*Work instruction*
The lines to be copied run from the one containing "Practice step: point at the horizontal" to the end of the material below; reproduce them exactly, including both ends, and nothing more.
══ Information shown
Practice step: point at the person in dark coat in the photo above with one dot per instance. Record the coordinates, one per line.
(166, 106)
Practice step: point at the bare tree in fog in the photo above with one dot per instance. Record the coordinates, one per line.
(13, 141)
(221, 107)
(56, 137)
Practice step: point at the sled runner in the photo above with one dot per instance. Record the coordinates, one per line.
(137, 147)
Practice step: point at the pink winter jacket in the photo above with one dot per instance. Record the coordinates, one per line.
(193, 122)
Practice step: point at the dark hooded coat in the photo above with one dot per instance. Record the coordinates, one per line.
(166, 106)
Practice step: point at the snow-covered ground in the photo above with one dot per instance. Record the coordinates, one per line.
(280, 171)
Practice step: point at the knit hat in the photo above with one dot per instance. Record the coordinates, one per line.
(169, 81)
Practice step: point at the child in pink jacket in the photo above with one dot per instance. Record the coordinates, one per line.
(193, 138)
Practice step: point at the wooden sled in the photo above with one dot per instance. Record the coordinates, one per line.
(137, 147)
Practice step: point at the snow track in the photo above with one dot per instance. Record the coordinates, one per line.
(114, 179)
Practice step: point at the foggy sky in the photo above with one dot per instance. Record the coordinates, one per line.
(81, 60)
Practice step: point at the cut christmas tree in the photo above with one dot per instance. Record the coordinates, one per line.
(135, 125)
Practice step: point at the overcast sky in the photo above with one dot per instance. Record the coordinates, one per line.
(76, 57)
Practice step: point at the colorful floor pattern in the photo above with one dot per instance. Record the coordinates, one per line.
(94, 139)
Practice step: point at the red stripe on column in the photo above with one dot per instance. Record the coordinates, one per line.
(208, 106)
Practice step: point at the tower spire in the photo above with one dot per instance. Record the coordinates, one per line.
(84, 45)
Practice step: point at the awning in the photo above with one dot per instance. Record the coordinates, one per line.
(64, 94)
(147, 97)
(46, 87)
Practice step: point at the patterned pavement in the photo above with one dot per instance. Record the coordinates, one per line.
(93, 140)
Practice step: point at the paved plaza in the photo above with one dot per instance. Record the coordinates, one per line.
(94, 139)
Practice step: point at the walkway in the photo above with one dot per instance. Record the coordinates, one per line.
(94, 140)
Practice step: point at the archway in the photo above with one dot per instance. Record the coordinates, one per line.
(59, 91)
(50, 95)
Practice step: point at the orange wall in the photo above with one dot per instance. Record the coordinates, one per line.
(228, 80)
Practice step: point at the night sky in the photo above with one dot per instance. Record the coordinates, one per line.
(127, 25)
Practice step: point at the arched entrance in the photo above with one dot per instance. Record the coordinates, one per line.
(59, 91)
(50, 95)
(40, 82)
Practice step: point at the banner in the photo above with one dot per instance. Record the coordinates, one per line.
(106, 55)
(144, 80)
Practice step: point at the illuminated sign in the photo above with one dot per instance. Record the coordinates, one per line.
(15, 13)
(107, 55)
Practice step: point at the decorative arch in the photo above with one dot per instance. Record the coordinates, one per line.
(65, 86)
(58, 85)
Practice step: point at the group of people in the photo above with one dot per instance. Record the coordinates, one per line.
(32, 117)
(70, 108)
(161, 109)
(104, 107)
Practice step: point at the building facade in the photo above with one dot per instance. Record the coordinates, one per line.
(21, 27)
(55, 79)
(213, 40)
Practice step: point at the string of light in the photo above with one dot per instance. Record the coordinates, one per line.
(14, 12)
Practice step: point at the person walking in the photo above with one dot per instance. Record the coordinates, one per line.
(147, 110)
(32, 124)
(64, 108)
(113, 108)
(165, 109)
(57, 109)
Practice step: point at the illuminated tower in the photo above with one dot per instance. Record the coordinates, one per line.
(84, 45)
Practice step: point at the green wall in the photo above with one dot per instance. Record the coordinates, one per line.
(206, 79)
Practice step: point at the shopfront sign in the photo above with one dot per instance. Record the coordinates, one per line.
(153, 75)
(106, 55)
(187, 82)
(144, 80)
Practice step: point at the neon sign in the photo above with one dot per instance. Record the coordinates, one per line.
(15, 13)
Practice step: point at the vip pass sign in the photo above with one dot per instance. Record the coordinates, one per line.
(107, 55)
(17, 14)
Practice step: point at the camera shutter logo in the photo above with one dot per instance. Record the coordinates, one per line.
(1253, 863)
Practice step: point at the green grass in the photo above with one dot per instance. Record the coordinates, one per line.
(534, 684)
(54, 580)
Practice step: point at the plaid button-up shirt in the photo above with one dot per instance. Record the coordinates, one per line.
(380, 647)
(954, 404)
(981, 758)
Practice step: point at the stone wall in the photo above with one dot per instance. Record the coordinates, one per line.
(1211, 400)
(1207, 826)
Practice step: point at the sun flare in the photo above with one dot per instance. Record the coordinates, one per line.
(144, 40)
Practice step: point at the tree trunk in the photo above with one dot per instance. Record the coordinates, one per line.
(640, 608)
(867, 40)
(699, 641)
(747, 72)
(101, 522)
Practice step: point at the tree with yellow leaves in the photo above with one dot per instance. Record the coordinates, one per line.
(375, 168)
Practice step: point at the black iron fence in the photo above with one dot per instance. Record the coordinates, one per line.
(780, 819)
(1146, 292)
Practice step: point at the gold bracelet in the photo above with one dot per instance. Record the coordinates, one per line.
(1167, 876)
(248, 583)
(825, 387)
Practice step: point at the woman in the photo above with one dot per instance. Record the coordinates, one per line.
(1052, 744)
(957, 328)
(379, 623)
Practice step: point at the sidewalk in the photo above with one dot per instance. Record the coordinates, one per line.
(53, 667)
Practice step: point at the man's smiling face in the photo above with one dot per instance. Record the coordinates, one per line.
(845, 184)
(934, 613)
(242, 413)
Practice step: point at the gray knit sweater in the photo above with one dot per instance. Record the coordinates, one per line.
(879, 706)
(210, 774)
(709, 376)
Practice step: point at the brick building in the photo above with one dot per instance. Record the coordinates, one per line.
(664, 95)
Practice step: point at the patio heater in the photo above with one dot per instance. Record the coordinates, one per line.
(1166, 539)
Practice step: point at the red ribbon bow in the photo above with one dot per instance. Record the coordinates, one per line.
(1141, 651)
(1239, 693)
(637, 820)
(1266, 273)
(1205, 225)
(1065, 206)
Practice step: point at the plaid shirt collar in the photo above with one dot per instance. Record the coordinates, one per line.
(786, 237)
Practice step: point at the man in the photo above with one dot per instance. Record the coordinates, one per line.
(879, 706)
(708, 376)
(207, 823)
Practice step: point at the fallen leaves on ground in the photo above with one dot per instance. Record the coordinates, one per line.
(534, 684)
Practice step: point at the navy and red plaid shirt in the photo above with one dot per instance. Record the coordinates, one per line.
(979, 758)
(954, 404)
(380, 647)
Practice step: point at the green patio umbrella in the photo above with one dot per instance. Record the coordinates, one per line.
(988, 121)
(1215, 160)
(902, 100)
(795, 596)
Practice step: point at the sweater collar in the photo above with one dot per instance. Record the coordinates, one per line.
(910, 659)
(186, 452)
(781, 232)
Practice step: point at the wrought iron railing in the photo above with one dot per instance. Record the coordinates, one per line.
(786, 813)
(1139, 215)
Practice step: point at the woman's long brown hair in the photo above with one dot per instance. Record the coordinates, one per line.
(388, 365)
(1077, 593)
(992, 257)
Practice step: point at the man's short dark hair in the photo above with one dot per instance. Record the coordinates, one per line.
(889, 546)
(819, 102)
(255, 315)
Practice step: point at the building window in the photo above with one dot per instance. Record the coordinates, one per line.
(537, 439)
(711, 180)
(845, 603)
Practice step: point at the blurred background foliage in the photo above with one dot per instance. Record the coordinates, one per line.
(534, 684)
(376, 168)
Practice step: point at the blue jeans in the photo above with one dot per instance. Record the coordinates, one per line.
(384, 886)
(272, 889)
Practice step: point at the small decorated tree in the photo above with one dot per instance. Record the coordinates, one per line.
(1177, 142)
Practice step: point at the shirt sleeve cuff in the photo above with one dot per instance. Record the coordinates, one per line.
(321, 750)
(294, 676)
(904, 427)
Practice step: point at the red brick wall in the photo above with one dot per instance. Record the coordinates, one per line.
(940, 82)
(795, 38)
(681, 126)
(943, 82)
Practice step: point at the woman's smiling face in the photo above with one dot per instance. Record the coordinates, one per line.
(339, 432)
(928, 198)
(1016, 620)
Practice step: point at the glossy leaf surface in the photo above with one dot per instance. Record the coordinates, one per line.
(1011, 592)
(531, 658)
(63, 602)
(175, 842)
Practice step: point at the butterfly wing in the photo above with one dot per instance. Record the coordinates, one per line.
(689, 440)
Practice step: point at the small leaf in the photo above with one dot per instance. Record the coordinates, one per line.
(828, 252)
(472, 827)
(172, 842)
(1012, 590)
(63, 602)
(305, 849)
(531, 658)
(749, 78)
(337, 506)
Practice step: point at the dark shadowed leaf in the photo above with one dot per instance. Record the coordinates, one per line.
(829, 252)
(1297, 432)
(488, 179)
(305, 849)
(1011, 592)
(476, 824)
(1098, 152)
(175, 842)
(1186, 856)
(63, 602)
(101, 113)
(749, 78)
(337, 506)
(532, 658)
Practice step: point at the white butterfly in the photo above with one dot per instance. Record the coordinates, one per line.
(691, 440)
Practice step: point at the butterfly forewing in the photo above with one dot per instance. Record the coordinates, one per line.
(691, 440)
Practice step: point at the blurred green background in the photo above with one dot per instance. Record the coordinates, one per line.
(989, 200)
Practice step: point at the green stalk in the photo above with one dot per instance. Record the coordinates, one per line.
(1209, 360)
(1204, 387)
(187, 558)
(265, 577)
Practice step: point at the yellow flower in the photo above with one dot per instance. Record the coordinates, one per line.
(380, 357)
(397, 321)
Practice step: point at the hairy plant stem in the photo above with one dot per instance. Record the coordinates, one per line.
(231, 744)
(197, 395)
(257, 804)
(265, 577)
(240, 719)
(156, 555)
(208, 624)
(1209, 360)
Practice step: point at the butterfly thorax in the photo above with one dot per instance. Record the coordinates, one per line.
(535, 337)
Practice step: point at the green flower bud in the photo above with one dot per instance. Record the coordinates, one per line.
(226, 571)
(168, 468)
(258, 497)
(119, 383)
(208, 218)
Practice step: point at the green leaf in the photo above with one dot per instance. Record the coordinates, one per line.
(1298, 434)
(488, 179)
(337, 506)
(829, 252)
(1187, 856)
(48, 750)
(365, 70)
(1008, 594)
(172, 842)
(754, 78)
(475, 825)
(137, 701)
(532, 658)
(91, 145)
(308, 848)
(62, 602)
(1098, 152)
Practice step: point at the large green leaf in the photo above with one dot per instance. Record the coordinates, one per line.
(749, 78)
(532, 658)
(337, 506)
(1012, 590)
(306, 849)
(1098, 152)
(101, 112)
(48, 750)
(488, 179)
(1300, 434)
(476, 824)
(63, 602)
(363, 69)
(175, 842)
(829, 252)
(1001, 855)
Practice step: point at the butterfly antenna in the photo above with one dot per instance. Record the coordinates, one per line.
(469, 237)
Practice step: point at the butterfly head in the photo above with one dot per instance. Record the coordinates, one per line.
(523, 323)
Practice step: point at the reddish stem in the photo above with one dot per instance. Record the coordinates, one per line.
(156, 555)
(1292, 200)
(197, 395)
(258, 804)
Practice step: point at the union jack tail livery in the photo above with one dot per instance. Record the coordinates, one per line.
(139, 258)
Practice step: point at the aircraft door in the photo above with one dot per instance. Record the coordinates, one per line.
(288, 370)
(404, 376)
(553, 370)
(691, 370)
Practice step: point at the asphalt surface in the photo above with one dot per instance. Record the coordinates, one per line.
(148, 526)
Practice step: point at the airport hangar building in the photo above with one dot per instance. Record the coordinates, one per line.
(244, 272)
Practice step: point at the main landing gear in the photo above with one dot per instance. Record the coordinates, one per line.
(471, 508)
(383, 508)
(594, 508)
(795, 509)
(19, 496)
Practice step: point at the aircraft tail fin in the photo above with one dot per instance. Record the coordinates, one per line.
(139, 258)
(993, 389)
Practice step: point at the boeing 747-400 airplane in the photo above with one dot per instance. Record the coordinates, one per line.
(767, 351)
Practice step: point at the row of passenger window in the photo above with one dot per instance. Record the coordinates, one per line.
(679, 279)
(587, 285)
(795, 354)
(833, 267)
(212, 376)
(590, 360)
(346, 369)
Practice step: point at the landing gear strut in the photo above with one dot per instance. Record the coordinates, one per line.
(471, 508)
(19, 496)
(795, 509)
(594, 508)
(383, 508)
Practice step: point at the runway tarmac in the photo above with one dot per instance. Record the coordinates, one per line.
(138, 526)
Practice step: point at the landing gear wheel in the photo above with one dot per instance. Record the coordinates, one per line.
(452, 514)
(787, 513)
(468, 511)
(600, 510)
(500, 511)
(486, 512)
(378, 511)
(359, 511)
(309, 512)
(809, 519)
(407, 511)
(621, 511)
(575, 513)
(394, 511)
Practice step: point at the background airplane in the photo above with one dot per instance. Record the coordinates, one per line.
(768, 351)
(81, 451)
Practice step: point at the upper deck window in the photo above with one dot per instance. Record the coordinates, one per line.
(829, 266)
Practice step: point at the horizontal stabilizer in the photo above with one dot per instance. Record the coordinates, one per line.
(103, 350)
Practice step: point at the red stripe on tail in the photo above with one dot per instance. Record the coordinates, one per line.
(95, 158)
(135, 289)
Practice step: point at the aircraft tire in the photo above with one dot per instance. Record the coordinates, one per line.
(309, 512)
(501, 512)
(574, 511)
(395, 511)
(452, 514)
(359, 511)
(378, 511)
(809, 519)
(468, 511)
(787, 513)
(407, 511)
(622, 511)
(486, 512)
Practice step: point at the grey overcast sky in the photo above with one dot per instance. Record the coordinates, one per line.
════
*Answer section*
Practice step: point at the horizontal stabilizer in the photo above with one dot per instance. Record the coordinates, one per line.
(103, 350)
Practice step: point at the red stripe on tail in the photo above with one dot per instance. Record the coordinates, one per line.
(95, 158)
(135, 289)
Practice step: point at the aircraft tire in the photo above with one dot per instance. Record the coordinates, one per line.
(309, 512)
(501, 512)
(574, 511)
(395, 511)
(452, 514)
(359, 511)
(378, 511)
(809, 519)
(468, 511)
(787, 513)
(407, 511)
(622, 511)
(486, 512)
Practice step: point at the grey overcast sky in the photo above with one dot per instance. Record the coordinates, one per line.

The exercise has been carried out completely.